▶ _EXERCISE_: Collect every line of the material below that contains the word "building", copying each of those lines in full.

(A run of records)
_ _ _ _ _ _ _

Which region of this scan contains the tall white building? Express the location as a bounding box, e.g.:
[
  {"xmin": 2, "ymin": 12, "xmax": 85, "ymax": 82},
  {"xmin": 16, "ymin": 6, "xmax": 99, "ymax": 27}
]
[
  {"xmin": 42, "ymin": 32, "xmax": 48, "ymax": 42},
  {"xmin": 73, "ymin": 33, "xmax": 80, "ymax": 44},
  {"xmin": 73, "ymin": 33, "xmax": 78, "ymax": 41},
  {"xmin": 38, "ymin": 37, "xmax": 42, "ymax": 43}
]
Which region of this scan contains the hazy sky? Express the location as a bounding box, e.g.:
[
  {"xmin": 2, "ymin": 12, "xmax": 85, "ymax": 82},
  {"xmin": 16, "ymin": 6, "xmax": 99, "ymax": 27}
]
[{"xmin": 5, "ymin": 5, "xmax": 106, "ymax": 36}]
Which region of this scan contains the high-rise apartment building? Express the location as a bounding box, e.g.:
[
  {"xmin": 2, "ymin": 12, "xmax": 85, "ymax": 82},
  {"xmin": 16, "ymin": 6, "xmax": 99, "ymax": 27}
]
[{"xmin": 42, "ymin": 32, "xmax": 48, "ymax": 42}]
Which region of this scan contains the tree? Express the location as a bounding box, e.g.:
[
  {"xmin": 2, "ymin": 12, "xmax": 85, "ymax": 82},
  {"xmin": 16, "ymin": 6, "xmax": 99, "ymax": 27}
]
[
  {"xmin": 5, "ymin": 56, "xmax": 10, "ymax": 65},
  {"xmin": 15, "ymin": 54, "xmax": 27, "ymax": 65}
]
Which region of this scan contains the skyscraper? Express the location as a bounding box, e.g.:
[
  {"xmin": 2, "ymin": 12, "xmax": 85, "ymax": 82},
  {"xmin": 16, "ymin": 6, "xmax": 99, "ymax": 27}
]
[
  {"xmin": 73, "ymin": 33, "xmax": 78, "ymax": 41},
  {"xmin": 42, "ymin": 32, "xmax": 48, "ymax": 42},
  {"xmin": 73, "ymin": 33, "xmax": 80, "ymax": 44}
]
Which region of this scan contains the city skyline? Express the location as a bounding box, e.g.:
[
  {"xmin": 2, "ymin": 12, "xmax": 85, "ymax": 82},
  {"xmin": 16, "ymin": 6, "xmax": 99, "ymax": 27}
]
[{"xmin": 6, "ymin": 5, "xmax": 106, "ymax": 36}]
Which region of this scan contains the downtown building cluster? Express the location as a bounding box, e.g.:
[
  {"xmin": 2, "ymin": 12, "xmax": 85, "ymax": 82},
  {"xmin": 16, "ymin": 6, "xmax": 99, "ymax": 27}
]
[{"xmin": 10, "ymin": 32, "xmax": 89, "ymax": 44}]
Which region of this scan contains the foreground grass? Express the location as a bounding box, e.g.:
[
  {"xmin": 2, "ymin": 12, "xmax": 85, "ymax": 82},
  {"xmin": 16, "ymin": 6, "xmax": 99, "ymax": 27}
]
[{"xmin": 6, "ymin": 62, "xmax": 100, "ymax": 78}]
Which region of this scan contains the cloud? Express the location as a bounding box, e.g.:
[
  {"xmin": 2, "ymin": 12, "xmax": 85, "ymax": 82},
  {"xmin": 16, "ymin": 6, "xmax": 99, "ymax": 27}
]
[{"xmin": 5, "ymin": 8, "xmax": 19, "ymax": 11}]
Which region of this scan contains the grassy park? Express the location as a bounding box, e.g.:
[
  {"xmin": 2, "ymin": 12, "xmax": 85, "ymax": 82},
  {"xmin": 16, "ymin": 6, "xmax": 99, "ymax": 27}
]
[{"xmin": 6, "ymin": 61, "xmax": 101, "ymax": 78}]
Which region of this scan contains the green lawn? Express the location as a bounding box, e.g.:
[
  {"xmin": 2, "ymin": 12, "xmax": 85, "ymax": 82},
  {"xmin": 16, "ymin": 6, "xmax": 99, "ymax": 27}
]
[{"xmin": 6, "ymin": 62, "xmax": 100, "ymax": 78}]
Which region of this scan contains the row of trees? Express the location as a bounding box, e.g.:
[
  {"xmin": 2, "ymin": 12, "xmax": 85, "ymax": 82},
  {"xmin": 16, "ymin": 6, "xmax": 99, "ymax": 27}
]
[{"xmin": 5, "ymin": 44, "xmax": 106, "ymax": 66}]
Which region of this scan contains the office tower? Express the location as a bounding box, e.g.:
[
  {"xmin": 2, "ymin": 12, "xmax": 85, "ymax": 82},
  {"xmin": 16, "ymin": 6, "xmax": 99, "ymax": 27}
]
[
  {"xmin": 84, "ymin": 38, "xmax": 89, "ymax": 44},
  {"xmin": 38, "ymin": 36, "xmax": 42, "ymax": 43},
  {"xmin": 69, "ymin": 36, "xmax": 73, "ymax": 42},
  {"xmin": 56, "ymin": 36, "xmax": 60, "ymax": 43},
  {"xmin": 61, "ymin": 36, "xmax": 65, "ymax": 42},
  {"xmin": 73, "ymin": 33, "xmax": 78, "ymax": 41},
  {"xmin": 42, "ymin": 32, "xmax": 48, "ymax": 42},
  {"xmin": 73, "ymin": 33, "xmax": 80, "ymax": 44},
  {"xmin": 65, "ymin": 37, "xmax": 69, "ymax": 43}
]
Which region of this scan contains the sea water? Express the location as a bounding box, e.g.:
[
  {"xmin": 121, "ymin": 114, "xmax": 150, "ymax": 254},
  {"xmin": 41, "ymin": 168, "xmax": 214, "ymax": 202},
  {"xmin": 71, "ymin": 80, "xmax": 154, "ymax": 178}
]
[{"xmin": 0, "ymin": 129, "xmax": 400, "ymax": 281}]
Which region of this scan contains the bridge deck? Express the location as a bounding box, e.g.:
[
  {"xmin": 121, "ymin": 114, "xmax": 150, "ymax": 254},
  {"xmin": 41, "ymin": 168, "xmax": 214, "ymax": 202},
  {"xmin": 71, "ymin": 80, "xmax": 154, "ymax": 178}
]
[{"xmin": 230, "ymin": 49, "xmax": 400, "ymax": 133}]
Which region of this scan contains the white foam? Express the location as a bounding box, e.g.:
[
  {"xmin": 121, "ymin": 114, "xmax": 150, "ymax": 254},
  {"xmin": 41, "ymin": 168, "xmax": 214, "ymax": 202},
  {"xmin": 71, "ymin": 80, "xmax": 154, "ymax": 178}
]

_ _ _ _ _ _ _

▶ _TASK ANSWER_:
Which region of this scan contains the tall white building? Express the location as a bounding box, e.g.:
Which region of this scan contains the high-rise apartment building? Express the location as a bounding box, e.g.:
Which region of this scan contains the downtown building cluster? Express the location as a bounding box, e.g.:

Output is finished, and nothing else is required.